[[ Dataset entries, beginning ]]
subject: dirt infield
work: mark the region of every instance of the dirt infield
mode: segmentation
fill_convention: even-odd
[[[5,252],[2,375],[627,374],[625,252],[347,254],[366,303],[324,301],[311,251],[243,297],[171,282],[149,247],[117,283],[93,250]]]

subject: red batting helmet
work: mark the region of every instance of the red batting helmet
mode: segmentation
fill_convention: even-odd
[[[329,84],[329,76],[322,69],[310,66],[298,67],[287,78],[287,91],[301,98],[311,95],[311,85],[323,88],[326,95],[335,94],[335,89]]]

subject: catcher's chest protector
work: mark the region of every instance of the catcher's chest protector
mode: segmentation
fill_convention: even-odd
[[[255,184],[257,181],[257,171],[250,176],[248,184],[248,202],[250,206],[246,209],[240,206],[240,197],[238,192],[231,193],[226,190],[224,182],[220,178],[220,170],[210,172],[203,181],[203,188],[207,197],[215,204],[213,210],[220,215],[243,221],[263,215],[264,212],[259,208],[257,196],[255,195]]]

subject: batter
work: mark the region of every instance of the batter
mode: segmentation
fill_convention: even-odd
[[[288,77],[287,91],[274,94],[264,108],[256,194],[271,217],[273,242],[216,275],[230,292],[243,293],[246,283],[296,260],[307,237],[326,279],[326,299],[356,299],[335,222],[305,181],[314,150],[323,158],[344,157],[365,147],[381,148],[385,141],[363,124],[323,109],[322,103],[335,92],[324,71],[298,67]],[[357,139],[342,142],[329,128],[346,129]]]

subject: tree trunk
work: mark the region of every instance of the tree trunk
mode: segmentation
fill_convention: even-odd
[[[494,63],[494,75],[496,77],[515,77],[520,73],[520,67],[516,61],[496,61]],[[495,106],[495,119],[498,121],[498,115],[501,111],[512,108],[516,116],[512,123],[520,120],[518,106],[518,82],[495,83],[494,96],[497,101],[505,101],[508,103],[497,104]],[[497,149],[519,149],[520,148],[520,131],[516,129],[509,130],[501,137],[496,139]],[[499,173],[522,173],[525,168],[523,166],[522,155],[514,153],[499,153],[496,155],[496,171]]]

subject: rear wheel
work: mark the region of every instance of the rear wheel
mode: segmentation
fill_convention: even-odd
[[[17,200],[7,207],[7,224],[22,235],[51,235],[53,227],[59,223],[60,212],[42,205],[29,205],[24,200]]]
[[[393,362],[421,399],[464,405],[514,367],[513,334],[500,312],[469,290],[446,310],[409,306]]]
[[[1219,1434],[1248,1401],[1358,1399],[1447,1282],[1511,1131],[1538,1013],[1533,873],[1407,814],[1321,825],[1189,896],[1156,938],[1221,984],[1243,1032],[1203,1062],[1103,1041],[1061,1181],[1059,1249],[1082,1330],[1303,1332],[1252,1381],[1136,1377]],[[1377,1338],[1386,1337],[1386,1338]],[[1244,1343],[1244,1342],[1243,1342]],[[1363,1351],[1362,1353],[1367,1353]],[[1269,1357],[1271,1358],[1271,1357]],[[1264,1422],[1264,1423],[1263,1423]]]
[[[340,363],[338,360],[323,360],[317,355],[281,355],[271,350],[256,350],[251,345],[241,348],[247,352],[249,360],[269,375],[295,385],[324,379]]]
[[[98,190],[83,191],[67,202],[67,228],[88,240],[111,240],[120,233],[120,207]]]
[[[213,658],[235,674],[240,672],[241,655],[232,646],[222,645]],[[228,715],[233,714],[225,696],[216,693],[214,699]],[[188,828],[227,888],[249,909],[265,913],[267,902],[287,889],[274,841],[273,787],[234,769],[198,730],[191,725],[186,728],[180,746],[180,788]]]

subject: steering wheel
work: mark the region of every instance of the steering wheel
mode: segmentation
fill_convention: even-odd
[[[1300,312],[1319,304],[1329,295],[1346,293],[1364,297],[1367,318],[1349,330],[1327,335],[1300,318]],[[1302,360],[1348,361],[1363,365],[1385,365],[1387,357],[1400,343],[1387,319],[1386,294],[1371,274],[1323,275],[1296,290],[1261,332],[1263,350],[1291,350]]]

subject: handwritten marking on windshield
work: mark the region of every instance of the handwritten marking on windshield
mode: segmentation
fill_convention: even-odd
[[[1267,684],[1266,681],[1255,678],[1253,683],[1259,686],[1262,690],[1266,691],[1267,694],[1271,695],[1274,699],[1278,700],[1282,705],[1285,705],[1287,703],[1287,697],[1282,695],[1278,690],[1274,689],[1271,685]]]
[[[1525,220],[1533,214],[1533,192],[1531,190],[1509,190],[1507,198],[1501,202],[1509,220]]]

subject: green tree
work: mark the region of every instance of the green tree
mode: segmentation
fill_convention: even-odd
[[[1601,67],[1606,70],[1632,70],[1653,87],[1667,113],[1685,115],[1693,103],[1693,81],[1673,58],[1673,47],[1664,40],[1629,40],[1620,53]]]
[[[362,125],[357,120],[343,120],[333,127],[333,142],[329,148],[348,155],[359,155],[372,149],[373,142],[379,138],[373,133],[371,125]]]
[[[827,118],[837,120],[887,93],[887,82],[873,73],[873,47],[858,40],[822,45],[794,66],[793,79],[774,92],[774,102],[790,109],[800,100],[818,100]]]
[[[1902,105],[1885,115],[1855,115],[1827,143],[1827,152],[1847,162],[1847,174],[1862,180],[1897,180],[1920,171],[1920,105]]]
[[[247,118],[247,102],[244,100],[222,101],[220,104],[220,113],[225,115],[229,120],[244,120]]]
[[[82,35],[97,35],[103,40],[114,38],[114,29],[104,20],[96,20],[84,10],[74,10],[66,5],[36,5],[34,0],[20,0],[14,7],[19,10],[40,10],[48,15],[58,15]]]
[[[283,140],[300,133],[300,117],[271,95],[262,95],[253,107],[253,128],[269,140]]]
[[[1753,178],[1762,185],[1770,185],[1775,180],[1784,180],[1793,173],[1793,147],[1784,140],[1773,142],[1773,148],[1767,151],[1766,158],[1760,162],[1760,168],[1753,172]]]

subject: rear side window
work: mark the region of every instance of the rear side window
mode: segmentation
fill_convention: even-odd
[[ Dataset entries, end ]]
What to work on: Each entry should be duplicated exactly as it was given.

Answer to this task:
subject: dirt infield
work: mark the region of every instance of the dirt infield
mode: segmentation
fill_convention: even-odd
[[[5,252],[2,375],[627,374],[625,252],[347,254],[366,303],[324,301],[311,251],[243,297],[171,282],[149,247],[117,283],[93,250]]]

subject: red batting helmet
work: mark the region of every instance of the red batting helmet
mode: segmentation
fill_convention: even-odd
[[[329,84],[329,76],[322,69],[310,66],[298,67],[287,78],[287,91],[301,98],[311,95],[311,85],[323,88],[326,95],[335,94],[335,89]]]

subject: catcher's chest protector
work: mark the region of every instance of the catcher's chest protector
mode: segmentation
fill_convention: even-odd
[[[255,184],[257,181],[257,171],[250,176],[248,184],[248,202],[250,206],[246,209],[240,206],[240,197],[238,192],[231,193],[226,190],[224,182],[220,178],[220,170],[210,172],[203,181],[203,188],[207,197],[215,204],[213,210],[220,215],[243,221],[263,215],[264,212],[259,208],[257,196],[255,195]]]

subject: batter
work: mark the region of every instance of the batter
mode: segmentation
fill_convention: even-odd
[[[288,77],[287,91],[274,94],[264,108],[256,194],[271,217],[273,242],[216,275],[230,292],[243,293],[246,283],[296,260],[307,237],[326,279],[326,299],[356,299],[335,222],[305,181],[314,150],[323,158],[344,157],[365,147],[381,148],[385,141],[363,124],[323,109],[322,103],[335,92],[324,71],[298,67]],[[357,139],[342,142],[329,128],[346,129]]]

subject: tree trunk
work: mark the region of every instance of the tree trunk
mode: segmentation
fill_convention: even-odd
[[[494,63],[494,75],[496,77],[515,77],[520,73],[520,67],[516,61],[496,61]],[[495,106],[495,119],[498,121],[498,115],[501,111],[512,108],[516,116],[512,123],[520,120],[518,106],[518,82],[495,83],[494,96],[497,101],[505,101],[508,103],[497,104]],[[497,149],[519,149],[520,148],[520,131],[516,129],[509,130],[501,137],[496,139]],[[499,173],[522,173],[525,168],[523,166],[522,155],[514,153],[499,153],[496,155],[496,171]]]

subject: rear wheel
work: mark the region of every instance of the rear wheel
mode: segmentation
fill_convention: even-odd
[[[17,200],[7,207],[7,224],[22,235],[51,235],[53,227],[59,223],[60,212],[42,205],[29,205],[24,200]]]
[[[393,362],[421,399],[464,405],[514,367],[513,334],[500,312],[469,290],[446,310],[409,306]]]
[[[1219,1434],[1248,1401],[1358,1399],[1447,1282],[1511,1131],[1538,1013],[1533,873],[1407,814],[1321,825],[1189,896],[1156,938],[1221,984],[1243,1032],[1203,1062],[1103,1041],[1061,1181],[1059,1249],[1082,1330],[1303,1332],[1252,1381],[1136,1377]],[[1377,1338],[1386,1337],[1386,1338]],[[1244,1343],[1244,1342],[1243,1342]],[[1363,1351],[1362,1353],[1367,1353]],[[1269,1357],[1271,1358],[1271,1357]],[[1264,1422],[1264,1423],[1263,1423]]]
[[[340,363],[338,360],[323,360],[317,355],[281,355],[271,350],[256,350],[251,345],[241,348],[247,352],[249,360],[269,375],[295,385],[324,379]]]
[[[98,190],[83,191],[67,202],[67,228],[88,240],[111,240],[120,233],[120,207]]]
[[[213,658],[235,674],[240,672],[241,655],[232,646],[222,645]],[[228,715],[233,714],[225,696],[216,693],[214,699]],[[188,828],[227,888],[249,909],[265,913],[267,902],[287,889],[274,841],[273,787],[234,769],[198,730],[191,725],[186,728],[180,746],[180,788]]]

subject: steering wheel
work: mark the region of every instance of the steering wheel
mode: segmentation
fill_convention: even-odd
[[[1300,312],[1319,304],[1329,295],[1346,293],[1364,297],[1367,318],[1349,330],[1327,335],[1300,318]],[[1302,360],[1348,361],[1363,365],[1385,365],[1387,357],[1400,343],[1387,319],[1386,294],[1371,274],[1323,275],[1296,290],[1261,332],[1263,350],[1291,350]]]

subject: handwritten marking on windshield
work: mark the region of every instance of the handwritten marking on windshield
mode: segmentation
fill_convention: even-odd
[[[1267,684],[1266,681],[1255,678],[1253,683],[1259,686],[1262,690],[1266,691],[1267,694],[1271,695],[1274,699],[1278,700],[1282,705],[1285,705],[1287,703],[1287,697],[1282,695],[1278,690],[1274,689],[1271,685]]]
[[[1525,220],[1533,214],[1533,192],[1531,190],[1509,190],[1507,198],[1501,202],[1509,220]]]

subject: green tree
work: mark the region of every instance of the green tree
mode: segmentation
fill_convention: even-odd
[[[1601,67],[1606,70],[1632,70],[1653,87],[1667,113],[1685,115],[1693,103],[1693,81],[1673,58],[1673,47],[1664,40],[1629,40],[1620,53]]]
[[[362,125],[357,120],[343,120],[333,127],[333,142],[329,148],[348,155],[359,155],[372,149],[373,142],[379,138],[373,133],[371,125]]]
[[[827,118],[837,120],[887,93],[887,82],[873,73],[873,47],[858,40],[822,45],[794,66],[793,79],[774,92],[774,102],[790,109],[800,100],[818,100]]]
[[[1902,105],[1885,115],[1855,115],[1827,143],[1827,152],[1847,162],[1847,174],[1862,180],[1897,180],[1920,171],[1920,105]]]
[[[247,118],[247,102],[244,100],[222,101],[220,104],[220,113],[225,115],[229,120],[244,120]]]
[[[82,35],[97,35],[103,40],[114,38],[114,29],[104,20],[96,20],[84,10],[74,10],[66,5],[36,5],[34,0],[20,0],[14,7],[19,10],[40,10],[48,15],[58,15]]]
[[[283,140],[300,133],[300,117],[271,95],[262,95],[253,107],[253,128],[269,140]]]
[[[1753,178],[1762,185],[1770,185],[1775,180],[1784,180],[1793,173],[1793,147],[1784,140],[1773,142],[1773,148],[1767,151],[1766,158],[1760,162],[1760,168],[1753,172]]]

subject: rear side window
work: mark the region of every instance of the rear side window
mode: segmentation
fill_convention: even-odd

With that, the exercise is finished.